DAFTAR TUGAS:
1. Ambil bagian artikel tentang La Nyalla secara persis, mulai dari kata yang memuat "LA NYALLA saat" dan berhenti setelah "dan partai politik.".
2. Menurut artikel tentang La Nyalla, di universitas mana pengamat politik Mochtar W. Oetomo menjadi dosen?

LA NYALLA saat ini aktif safari Ramadhan mengunjungi pesantren dan memberi bantuan untuk anak yatim dan kaum dhuafa lain.

SURABAYA | duta.co – Wacana calon tunggal di Pilgub Jatim 2018 mendatang dinilai kurang sesuai dengan iklim demokrasi yang tengah berkembang dengan baik. Terlebih, masih banyak tokoh di Jatim yang pantas dan layak tampil dalam pesta demokrasi lima tahunan tersebut.

Salah satu di antara tokoh yang layak maju menjadi penantang Wagub Jatim Saifullah Yusuf di Pilgub Jatim mendatang adalah Ketua Kamar Dagang Indonesia (Kadin) Jatim La Nyalla Mahmud Mattalitti. Pengamat politik Mochtar W. Oetomo pun menilai sosok La Nyalla bisa menjadi pilihan alternatif bagi masyarakat dan partai politik.

“Saya rasa itu wajar saja, dengan modal sosial dan politik yang dia miliki selama ini, pantas jika kemudian La Nyalla berniat ikut running dalam Pilgub Jatim,” ujar dosen di Universitas Trunojoyo Madura (UTM) ini, Minggu (4/6/2017).

Ia menerangkan, La Nyalla perlu “mengukur baju” dulu melalui survei. Pasalnya, selama ini nama La Nyalla tidak masuk dalam bursa Bacagub dan Bacawagub yang dilakukan beberapa lembaga survei yang pernah dipublish.

“Tapi dengan ketokohannya selama ini saya rasa La Nyalla punya modal popularitas dan akseptabilitas yang bisa dikembangkan untuk memperoleh elektabilitas,” dalih Mochtar.

Diakui Moechtar, saat ini tidak bisa dipungkiri untuk posisi calon gubernur, kans La Nyalla sangat berat. Namun jika untuk calon wakil gubernur lebih besar potensinya. “Masih butuh kerja keras. Popularitas barangkali mencukupi. Tapi untuk bisa dipilih, popularitas saja tidak cukup, mesti naik menuju akseptabel, disukai, didukung,” ungkapnya.

Safari Ramadan yang dilakukan La Nyalla Academia selama ini hanya mampu mendongkrak popularitas. Namun itu belum cukup untuk mendongkrak akseptabilitas, apalagi elektabilitas. Safari Ramadan dinilai sudah jamak dilakukan tokoh-tokoh lain, sehingga dari sisi politis kurang memiliki nilai lebih.

Untuk itulah, lanjut Moechtar, perlu melakukan survei kebutuhan, keperluan dan kepentingan publik untuk dijadikan bekal bagi penyusunan program aksi pemenangannya. “Harus sesuai kebutuhan dan keperluan publik, bukan sesuai dengan keperluan dan kebutuhan tim sukses. Ingat, pemilih sesungguhnya adalah publik bukan tim sukses. Tugas tim sukses adalah membuat publik memilih calonnya,” imbuhnya.

BARIS DATASET:
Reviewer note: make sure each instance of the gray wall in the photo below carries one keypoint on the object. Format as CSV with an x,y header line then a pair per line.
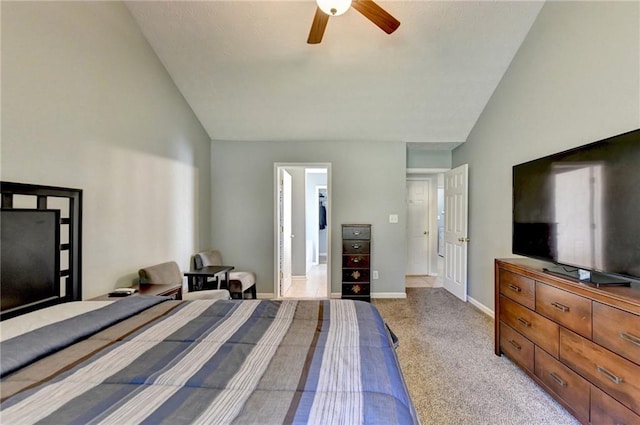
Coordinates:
x,y
87,104
422,157
367,184
575,79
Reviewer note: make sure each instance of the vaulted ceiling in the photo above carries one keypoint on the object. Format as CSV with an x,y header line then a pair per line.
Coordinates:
x,y
248,73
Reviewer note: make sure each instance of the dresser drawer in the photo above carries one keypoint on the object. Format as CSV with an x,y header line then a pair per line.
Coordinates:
x,y
356,289
617,376
355,261
355,247
607,411
356,232
570,310
535,327
617,330
567,384
517,287
355,275
516,347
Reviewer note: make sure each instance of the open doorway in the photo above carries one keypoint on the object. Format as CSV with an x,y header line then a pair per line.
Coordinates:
x,y
302,231
425,228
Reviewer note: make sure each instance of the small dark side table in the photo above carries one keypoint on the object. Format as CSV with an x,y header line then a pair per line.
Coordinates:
x,y
198,279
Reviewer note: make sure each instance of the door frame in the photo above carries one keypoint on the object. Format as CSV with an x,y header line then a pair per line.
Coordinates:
x,y
428,182
429,174
276,207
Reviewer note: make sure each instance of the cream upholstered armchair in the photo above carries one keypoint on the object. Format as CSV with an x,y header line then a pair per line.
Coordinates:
x,y
169,274
240,282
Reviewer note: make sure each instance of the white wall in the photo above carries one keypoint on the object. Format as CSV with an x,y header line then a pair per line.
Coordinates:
x,y
298,221
575,80
367,184
87,104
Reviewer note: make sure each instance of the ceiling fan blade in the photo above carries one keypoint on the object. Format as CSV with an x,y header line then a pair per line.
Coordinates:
x,y
317,27
377,15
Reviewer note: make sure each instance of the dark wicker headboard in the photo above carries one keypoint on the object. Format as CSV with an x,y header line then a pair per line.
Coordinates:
x,y
68,202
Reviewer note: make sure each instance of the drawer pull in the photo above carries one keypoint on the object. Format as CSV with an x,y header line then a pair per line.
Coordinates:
x,y
556,378
524,322
560,307
514,288
609,375
630,338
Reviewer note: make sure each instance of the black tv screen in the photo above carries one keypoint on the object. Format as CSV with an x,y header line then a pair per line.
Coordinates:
x,y
581,207
29,257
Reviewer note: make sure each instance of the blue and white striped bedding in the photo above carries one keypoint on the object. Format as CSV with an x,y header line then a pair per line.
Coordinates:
x,y
232,362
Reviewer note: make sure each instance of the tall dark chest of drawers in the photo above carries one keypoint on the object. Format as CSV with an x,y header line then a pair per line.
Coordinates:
x,y
356,262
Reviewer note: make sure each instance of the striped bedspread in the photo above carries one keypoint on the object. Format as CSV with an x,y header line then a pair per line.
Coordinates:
x,y
221,362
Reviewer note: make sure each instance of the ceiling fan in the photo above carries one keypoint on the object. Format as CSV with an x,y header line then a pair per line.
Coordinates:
x,y
368,8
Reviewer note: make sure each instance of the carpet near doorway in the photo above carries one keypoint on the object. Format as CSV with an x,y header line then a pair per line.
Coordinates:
x,y
454,377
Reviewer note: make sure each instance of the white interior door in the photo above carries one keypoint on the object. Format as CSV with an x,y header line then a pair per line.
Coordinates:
x,y
418,220
285,232
456,200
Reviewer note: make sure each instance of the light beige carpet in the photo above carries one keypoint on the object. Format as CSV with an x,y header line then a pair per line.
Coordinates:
x,y
454,377
421,282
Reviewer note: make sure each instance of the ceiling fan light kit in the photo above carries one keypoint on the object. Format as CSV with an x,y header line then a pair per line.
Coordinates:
x,y
367,8
334,7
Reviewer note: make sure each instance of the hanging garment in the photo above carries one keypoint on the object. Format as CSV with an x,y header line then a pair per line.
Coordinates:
x,y
323,217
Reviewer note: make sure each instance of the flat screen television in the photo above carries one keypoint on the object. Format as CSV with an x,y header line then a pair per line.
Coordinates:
x,y
29,257
580,209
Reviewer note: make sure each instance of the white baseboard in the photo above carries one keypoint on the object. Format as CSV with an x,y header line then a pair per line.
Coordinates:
x,y
397,295
483,308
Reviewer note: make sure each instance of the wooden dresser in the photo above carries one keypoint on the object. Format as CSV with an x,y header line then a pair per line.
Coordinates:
x,y
578,342
356,261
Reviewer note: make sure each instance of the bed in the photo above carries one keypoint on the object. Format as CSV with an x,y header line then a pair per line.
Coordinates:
x,y
145,359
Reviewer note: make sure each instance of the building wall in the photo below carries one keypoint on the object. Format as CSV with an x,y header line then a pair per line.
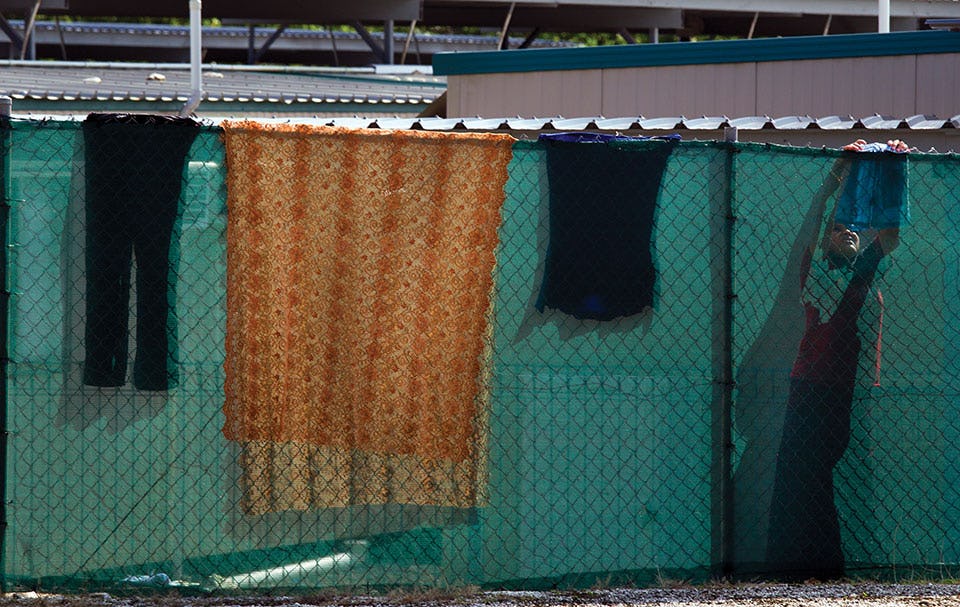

JAWABAN:
1.
LA NYALLA saat ini aktif safari Ramadhan mengunjungi pesantren dan memberi bantuan untuk anak yatim dan kaum dhuafa lain.

SURABAYA | duta.co – Wacana calon tunggal di Pilgub Jatim 2018 mendatang dinilai kurang sesuai dengan iklim demokrasi yang tengah berkembang dengan baik. Terlebih, masih banyak tokoh di Jatim yang pantas dan layak tampil dalam pesta demokrasi lima tahunan tersebut.

Salah satu di antara tokoh yang layak maju menjadi penantang Wagub Jatim Saifullah Yusuf di Pilgub Jatim mendatang adalah Ketua Kamar Dagang Indonesia (Kadin) Jatim La Nyalla Mahmud Mattalitti. Pengamat politik Mochtar W. Oetomo pun menilai sosok La Nyalla bisa menjadi pilihan alternatif bagi masyarakat dan partai politik.

2. Universitas Trunojoyo Madura (UTM).